What you are asked to do
Rewrite everything from the line containing "lamp for our possession-tracking pipeline." down through the line containing "[502,148,563,203]", keeping every line in that span and no others. Add -57 to each bounding-box coordinate in the answers and leave all other text as it is.

Data in this exercise
☆ ☆ ☆
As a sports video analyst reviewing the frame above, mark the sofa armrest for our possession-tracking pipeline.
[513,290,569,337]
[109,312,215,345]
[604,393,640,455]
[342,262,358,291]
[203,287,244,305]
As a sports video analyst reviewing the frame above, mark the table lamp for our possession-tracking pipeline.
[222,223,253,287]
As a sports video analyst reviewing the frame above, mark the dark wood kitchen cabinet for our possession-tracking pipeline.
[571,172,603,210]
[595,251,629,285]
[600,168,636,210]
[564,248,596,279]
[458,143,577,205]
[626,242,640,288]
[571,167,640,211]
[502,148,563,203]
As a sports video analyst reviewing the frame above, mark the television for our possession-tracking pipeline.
☆ ☆ ☆
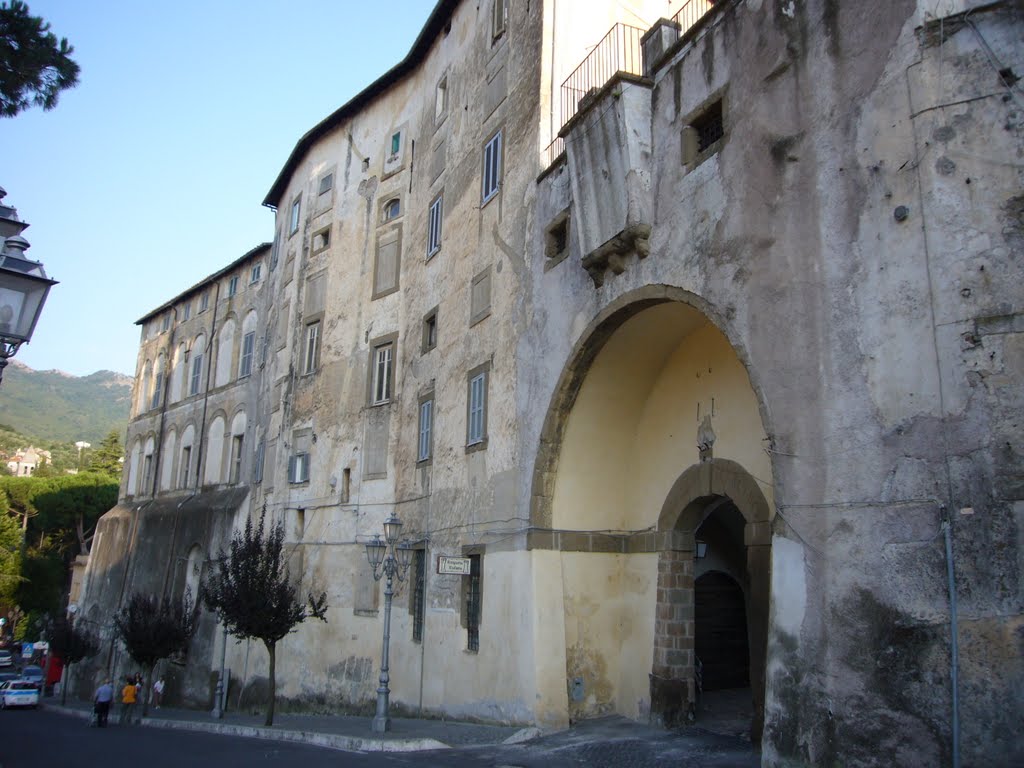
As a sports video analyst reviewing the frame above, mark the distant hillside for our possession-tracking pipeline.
☆ ☆ ☆
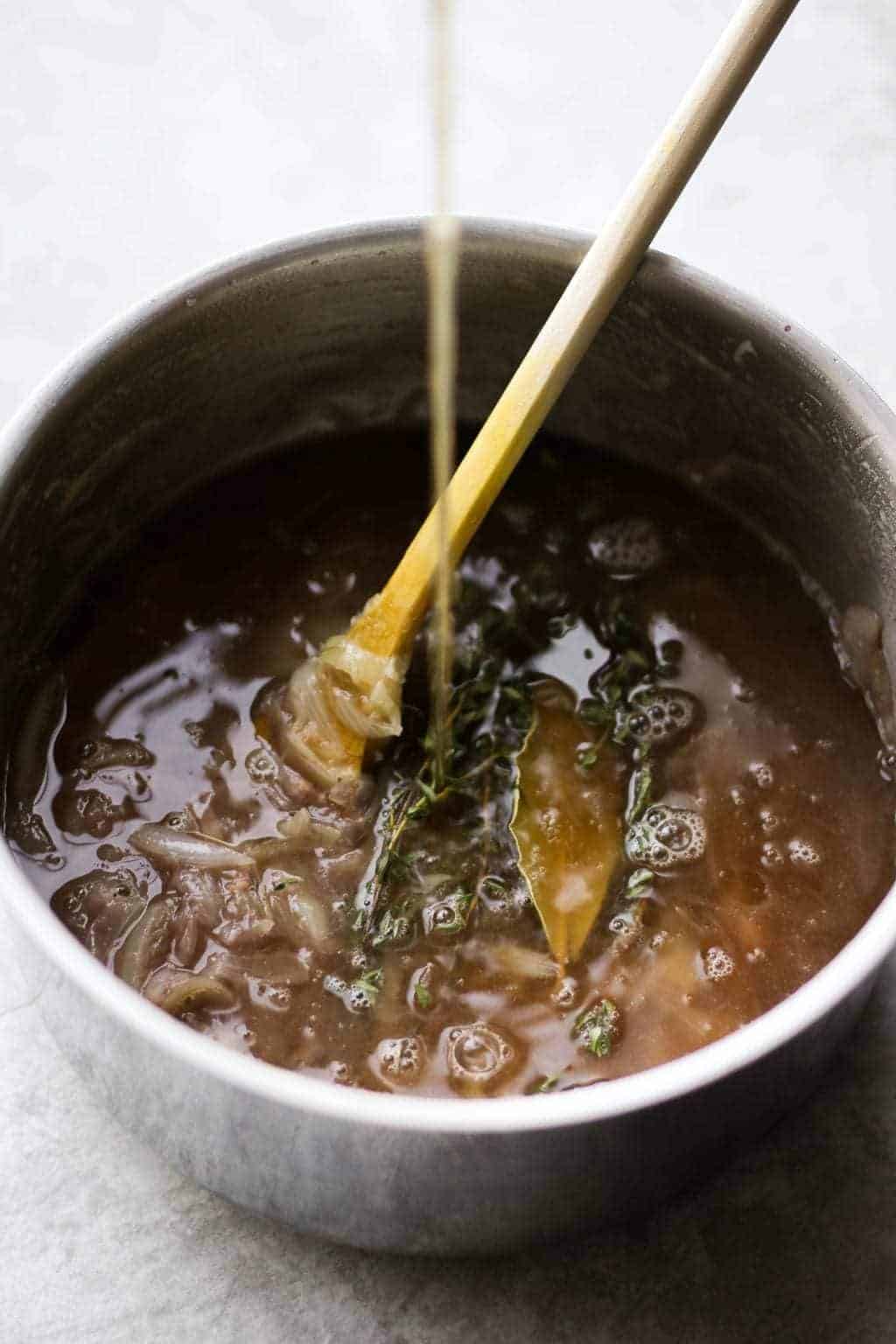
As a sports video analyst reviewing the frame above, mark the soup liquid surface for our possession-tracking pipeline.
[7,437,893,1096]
☆ ☆ ☆
Exercise solution
As a sports video analyst reviewing the frame above, mark the table lamp for our possession-tracking pipeline.
[165,166,196,230]
As a sports video analyst reviewing the frame above, mark the dark wood kitchen cabinet for our possession-tracking pipeline.
[514,115,546,153]
[538,194,572,228]
[543,111,579,153]
[507,191,539,222]
[401,86,520,148]
[569,185,583,231]
[514,110,583,154]
[445,91,506,146]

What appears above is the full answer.